## Assignment
What lines in the records below include the word "sauce"? Return each one.

++++++

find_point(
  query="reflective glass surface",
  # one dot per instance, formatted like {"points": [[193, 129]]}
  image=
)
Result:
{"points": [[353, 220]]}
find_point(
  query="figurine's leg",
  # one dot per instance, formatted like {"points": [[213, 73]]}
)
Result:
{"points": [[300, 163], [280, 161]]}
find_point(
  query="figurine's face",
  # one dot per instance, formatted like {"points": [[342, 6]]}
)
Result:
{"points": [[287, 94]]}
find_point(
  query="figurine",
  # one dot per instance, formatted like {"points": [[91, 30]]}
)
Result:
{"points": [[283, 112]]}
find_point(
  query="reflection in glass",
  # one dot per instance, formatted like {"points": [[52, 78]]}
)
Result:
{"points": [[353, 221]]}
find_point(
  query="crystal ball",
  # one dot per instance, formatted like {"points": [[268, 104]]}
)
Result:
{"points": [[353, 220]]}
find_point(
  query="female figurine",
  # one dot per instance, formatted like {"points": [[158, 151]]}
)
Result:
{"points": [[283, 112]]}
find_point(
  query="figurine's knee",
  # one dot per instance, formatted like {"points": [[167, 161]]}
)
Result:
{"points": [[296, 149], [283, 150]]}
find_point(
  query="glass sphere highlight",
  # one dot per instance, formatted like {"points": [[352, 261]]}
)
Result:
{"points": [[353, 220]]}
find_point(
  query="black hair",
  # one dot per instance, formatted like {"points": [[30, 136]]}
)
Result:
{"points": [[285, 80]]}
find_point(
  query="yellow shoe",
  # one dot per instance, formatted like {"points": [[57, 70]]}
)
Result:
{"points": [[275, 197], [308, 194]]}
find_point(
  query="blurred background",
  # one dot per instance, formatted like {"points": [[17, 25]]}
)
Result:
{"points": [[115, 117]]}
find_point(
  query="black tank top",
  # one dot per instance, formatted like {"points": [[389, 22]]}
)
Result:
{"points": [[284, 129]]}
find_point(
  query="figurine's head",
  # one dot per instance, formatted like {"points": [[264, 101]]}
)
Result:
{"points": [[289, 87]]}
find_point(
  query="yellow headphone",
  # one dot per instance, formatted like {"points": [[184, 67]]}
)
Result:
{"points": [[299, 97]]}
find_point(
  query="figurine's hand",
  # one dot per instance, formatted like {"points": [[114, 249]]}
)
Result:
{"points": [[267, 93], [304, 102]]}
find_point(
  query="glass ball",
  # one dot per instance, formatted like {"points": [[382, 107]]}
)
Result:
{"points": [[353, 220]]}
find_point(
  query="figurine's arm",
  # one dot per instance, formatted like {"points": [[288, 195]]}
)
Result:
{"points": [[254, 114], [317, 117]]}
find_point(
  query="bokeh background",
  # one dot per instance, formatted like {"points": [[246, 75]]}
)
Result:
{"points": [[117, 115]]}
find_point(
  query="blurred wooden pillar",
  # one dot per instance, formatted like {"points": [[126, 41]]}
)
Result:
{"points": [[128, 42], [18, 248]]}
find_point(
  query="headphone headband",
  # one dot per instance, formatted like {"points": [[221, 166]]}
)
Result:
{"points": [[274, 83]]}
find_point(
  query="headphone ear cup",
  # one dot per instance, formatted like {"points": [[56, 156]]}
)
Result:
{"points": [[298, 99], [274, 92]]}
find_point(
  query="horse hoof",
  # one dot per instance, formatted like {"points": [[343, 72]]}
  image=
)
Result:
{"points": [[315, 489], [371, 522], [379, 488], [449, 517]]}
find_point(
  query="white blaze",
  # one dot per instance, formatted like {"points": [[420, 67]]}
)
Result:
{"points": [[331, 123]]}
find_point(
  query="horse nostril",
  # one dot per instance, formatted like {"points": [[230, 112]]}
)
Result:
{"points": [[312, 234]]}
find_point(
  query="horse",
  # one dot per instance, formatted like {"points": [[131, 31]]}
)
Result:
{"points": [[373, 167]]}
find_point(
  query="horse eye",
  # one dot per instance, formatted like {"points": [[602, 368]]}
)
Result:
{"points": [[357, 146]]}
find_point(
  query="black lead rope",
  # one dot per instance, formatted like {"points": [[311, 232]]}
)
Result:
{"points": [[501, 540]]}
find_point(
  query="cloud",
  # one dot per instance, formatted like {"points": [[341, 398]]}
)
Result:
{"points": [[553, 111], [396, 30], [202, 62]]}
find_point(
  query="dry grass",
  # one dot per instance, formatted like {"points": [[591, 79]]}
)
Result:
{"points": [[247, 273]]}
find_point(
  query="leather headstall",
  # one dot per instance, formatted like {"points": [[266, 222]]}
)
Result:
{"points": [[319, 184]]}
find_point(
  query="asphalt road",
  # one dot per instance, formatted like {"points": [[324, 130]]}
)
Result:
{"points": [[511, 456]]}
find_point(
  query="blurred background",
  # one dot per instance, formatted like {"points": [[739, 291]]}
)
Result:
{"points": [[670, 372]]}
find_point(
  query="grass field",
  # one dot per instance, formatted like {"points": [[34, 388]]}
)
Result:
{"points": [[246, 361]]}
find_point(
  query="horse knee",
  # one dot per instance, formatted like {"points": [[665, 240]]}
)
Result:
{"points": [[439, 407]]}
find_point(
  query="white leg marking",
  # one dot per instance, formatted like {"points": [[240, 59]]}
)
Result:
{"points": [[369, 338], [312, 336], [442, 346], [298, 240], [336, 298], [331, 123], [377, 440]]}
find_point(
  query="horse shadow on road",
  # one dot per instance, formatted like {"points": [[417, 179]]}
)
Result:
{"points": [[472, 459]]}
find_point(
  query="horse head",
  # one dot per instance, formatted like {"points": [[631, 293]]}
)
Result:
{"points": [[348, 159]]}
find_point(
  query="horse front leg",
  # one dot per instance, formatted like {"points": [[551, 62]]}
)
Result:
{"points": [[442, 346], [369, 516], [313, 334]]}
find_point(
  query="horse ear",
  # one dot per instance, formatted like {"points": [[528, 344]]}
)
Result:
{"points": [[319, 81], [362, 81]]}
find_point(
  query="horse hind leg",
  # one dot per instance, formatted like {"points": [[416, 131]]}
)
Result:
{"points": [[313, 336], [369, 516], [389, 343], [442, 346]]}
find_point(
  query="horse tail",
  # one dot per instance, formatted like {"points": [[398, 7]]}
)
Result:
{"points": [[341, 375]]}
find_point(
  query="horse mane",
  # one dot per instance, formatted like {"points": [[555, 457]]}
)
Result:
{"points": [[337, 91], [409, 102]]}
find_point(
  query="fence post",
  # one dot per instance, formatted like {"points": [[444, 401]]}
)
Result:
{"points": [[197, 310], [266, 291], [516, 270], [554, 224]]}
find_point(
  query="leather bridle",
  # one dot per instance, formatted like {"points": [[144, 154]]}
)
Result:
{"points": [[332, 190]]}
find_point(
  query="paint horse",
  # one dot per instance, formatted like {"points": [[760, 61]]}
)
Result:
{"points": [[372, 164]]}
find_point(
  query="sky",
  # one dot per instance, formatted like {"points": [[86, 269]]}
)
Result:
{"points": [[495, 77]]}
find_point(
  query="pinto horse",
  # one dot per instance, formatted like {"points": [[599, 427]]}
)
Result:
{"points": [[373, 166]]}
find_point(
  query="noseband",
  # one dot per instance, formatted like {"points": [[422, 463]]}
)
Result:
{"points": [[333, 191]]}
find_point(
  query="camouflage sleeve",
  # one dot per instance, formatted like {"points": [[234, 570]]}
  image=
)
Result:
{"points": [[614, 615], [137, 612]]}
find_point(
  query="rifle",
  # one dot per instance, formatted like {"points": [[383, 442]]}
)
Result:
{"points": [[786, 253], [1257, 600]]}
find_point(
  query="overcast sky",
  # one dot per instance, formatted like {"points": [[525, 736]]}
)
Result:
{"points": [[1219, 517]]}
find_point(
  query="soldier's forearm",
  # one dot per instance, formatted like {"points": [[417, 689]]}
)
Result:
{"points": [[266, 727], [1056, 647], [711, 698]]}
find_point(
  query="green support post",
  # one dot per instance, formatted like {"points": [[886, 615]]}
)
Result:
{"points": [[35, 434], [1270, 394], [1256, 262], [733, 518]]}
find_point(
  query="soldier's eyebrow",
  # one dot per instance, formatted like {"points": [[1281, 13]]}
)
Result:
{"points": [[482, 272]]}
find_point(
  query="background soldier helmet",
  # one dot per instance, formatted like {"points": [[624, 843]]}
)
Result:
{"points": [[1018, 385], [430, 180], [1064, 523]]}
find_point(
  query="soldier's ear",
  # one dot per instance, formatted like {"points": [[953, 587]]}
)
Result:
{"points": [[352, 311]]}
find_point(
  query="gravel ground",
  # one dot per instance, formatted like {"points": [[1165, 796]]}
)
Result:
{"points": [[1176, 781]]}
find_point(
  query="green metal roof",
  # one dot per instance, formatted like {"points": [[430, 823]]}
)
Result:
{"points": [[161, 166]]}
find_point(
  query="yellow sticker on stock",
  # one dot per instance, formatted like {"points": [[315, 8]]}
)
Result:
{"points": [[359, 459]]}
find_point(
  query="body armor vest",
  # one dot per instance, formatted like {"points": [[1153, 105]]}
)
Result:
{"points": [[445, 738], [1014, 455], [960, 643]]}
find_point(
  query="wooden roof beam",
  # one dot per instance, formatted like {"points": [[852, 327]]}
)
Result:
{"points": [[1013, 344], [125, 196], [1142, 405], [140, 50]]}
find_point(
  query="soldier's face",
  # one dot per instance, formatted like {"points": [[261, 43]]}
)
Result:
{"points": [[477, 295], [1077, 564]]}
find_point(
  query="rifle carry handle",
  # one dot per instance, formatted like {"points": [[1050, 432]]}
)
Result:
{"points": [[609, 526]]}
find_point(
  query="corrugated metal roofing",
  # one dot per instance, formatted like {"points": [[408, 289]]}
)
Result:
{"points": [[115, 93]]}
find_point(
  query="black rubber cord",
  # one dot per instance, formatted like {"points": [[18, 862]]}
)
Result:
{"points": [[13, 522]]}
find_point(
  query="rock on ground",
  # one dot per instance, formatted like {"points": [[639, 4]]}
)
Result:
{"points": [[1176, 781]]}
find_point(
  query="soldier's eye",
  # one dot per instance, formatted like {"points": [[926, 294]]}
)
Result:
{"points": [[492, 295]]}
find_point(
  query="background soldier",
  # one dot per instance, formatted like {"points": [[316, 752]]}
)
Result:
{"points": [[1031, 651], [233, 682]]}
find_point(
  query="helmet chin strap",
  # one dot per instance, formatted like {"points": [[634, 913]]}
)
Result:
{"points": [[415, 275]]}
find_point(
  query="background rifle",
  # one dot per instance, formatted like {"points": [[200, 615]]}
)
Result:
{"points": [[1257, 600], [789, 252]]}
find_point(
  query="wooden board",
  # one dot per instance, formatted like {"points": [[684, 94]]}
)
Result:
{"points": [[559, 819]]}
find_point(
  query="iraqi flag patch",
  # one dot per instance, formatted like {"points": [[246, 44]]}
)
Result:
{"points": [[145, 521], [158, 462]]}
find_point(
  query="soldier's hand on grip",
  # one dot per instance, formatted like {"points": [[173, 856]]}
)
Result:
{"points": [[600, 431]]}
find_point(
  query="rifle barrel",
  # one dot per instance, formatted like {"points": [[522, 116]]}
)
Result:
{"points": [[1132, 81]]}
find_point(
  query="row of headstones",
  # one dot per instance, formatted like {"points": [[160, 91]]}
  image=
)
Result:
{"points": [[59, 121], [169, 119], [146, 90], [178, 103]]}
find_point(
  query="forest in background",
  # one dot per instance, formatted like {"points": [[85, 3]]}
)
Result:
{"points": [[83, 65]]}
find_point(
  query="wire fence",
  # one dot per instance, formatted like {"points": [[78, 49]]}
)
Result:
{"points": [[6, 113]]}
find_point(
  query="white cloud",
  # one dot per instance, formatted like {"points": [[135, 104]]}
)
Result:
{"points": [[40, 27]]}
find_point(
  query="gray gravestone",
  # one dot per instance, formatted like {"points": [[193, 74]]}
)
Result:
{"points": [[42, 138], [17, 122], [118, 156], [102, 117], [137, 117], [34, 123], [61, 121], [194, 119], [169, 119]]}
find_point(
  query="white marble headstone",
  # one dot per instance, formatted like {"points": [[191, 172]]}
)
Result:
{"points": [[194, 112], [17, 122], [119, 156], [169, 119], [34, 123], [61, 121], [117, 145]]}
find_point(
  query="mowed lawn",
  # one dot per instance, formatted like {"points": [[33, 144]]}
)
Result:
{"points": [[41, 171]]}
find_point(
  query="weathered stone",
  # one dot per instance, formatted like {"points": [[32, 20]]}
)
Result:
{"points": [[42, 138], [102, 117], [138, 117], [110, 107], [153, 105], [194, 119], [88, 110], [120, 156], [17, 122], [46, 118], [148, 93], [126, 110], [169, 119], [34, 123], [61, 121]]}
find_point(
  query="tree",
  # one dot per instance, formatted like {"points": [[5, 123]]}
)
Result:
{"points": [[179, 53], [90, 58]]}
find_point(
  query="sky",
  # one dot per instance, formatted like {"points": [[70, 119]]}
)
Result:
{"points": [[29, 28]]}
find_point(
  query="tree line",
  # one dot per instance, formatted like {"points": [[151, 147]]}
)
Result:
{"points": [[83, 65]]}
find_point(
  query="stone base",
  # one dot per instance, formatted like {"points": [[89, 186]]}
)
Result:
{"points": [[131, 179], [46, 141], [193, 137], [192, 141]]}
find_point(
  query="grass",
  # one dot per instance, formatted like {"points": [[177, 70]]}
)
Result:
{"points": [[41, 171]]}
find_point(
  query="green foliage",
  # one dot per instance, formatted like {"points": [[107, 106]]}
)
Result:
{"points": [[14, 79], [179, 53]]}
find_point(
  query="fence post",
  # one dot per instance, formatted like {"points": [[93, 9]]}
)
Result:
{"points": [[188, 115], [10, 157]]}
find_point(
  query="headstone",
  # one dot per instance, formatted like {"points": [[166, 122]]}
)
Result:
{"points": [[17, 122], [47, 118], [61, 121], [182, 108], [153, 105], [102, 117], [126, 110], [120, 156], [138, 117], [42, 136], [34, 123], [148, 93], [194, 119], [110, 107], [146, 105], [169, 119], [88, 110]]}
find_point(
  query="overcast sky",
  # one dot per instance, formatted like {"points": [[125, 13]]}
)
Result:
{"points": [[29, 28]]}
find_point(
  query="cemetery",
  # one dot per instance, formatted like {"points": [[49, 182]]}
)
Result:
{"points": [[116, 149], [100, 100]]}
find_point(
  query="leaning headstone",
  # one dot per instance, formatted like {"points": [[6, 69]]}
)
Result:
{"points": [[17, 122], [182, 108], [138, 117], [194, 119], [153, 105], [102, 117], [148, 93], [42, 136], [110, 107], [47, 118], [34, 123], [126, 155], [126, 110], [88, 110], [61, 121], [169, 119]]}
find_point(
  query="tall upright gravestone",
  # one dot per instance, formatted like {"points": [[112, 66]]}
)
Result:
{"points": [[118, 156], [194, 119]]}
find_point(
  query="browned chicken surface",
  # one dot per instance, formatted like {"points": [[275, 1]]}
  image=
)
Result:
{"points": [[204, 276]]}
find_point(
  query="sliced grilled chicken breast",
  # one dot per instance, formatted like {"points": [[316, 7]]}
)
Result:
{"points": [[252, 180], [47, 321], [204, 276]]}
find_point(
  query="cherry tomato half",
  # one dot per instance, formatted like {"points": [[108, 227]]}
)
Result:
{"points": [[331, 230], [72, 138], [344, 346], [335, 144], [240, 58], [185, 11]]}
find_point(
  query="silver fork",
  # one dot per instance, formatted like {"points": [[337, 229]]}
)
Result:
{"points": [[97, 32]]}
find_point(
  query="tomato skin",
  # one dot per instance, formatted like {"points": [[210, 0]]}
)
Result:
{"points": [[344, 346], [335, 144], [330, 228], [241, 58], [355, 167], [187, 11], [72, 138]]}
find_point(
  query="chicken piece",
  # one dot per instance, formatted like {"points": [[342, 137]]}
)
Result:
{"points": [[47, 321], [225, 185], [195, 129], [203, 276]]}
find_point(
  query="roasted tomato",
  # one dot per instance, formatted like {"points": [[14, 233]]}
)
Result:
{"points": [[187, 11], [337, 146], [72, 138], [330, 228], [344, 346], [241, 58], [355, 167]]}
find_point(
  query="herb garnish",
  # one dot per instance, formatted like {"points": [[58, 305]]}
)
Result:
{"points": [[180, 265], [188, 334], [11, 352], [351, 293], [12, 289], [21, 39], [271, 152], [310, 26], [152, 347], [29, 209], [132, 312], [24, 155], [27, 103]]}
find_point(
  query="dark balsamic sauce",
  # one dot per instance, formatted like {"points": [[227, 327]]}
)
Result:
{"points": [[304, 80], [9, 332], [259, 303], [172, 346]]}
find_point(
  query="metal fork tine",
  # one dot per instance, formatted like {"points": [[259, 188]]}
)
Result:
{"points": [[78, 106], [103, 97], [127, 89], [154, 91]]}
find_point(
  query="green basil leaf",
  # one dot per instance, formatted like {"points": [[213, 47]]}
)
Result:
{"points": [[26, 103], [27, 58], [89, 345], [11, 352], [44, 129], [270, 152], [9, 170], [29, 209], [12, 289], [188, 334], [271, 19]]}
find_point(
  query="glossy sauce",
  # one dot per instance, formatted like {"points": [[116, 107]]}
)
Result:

++++++

## Response
  query="dark balsamic sauce",
  query="glossy sauce",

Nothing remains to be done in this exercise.